RECORDS PROVIDED —
§ §
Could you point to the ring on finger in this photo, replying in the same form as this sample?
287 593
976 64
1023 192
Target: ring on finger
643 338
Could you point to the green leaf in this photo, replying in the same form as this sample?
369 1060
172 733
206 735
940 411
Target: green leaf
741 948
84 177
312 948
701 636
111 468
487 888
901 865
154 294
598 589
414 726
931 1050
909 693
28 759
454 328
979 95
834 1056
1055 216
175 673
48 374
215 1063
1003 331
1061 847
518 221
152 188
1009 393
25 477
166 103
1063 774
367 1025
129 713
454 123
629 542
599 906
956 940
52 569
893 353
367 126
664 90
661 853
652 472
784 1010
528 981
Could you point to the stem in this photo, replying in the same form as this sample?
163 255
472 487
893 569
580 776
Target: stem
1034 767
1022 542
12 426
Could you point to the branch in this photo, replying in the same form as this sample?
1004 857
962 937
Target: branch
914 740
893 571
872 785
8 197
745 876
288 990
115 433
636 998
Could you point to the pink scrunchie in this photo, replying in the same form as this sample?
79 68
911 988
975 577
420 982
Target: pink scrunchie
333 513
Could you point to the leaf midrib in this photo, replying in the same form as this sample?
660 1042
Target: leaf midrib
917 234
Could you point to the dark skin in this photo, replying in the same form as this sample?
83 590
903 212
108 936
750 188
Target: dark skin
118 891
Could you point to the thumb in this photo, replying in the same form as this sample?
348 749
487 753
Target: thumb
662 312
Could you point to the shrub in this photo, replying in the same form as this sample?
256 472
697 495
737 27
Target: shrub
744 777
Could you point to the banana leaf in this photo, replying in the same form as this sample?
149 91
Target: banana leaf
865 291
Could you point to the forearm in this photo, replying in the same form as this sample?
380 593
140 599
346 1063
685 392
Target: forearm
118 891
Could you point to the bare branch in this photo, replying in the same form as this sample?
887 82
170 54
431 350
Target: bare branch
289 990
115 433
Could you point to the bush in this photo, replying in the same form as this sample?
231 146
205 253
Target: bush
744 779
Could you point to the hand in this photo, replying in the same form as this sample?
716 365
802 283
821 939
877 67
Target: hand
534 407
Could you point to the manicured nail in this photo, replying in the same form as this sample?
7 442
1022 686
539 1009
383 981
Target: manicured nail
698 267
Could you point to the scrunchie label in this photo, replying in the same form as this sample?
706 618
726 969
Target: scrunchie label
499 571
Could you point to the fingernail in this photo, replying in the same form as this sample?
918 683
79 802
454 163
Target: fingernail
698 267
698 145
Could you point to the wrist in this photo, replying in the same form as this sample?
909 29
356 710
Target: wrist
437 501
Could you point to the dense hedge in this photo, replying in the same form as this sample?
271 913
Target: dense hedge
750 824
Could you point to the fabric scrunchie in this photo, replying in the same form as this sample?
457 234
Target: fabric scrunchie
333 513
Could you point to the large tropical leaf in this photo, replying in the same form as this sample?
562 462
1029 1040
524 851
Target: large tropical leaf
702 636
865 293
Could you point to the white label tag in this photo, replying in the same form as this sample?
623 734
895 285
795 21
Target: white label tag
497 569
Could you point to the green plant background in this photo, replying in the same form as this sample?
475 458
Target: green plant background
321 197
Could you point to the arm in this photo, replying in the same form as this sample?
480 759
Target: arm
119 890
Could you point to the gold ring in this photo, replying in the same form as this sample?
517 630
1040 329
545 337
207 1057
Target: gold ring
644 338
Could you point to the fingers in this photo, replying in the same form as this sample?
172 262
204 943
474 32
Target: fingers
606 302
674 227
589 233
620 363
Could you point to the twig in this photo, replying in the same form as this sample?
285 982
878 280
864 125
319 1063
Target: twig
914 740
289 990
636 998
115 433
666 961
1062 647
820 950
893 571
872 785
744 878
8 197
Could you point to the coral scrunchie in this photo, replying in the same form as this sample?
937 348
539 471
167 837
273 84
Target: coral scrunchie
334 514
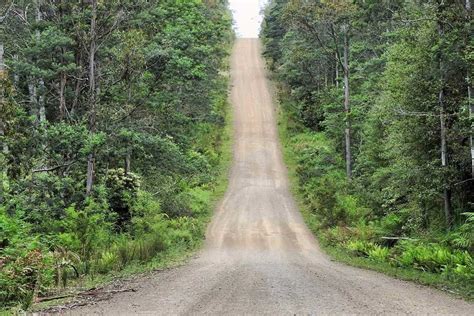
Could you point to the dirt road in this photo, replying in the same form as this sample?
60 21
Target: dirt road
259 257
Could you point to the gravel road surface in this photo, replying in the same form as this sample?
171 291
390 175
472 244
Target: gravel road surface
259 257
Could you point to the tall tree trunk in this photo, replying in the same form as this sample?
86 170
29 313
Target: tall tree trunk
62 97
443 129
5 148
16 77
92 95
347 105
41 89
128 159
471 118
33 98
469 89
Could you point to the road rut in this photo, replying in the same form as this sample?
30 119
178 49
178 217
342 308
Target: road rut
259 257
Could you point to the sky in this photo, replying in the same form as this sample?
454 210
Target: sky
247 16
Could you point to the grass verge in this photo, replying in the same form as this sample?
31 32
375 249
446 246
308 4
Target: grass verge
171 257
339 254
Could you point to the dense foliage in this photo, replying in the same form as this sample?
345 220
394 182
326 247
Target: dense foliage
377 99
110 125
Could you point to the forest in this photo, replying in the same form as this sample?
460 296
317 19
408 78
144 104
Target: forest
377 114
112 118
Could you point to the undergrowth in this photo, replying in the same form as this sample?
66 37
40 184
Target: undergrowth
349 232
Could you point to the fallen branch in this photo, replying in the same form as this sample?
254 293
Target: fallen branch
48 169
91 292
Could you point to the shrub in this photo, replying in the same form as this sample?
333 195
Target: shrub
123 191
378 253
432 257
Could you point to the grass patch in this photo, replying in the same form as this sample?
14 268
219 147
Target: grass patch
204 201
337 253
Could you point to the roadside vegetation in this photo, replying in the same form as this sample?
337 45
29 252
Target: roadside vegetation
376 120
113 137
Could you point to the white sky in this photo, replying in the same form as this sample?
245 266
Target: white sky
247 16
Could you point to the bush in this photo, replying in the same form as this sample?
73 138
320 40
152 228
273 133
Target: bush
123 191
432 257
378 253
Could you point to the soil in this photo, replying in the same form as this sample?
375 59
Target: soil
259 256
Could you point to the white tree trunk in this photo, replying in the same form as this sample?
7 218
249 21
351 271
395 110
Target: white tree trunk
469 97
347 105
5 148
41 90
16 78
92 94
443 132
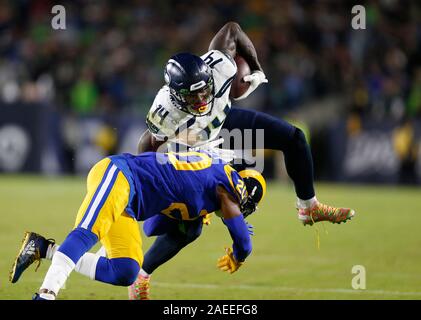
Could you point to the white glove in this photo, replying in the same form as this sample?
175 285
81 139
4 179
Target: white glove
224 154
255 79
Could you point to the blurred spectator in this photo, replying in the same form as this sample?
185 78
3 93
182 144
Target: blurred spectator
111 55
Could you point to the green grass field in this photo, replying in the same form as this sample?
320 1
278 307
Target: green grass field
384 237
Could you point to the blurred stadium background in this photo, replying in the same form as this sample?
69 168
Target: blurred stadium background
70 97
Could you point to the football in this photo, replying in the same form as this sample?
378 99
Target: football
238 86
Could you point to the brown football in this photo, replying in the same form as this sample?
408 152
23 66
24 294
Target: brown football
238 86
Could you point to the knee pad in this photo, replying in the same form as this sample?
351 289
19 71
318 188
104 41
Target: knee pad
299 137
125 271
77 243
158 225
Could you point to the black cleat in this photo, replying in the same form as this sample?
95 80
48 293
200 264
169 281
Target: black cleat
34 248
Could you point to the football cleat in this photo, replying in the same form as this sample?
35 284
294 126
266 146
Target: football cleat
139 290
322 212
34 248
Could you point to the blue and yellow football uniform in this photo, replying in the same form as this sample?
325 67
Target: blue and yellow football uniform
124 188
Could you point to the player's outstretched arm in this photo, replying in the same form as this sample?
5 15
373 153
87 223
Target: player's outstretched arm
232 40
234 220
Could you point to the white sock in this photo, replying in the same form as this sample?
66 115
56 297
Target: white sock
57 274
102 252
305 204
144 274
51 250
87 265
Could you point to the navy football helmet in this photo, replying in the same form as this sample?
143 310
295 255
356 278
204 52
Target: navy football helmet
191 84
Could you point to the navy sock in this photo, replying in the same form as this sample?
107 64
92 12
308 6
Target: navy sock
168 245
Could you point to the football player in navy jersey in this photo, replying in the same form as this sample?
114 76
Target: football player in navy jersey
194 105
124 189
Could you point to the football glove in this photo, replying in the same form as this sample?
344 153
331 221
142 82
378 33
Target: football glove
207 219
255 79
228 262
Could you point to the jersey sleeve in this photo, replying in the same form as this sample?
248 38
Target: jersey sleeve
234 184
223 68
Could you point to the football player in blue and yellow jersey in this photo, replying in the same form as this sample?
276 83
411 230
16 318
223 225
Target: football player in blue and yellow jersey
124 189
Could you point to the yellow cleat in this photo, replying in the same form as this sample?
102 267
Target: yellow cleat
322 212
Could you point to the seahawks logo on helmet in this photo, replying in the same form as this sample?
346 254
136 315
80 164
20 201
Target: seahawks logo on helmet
§ §
SET TASK —
Reproduce verbatim the portion of the data that begins with the line containing "Could you point to the yellow" and runs through the end of the data, including both the first and last lines.

RESPONSE —
Could you point to the yellow cleat in this photo, replying in the same form as this sample?
102 267
Target: yellow cleat
322 212
Could you point to the seahawks logo on helmet in this photo, replying in the same form as this sample?
346 254
136 315
80 164
20 201
Target: seahawks logo on helmet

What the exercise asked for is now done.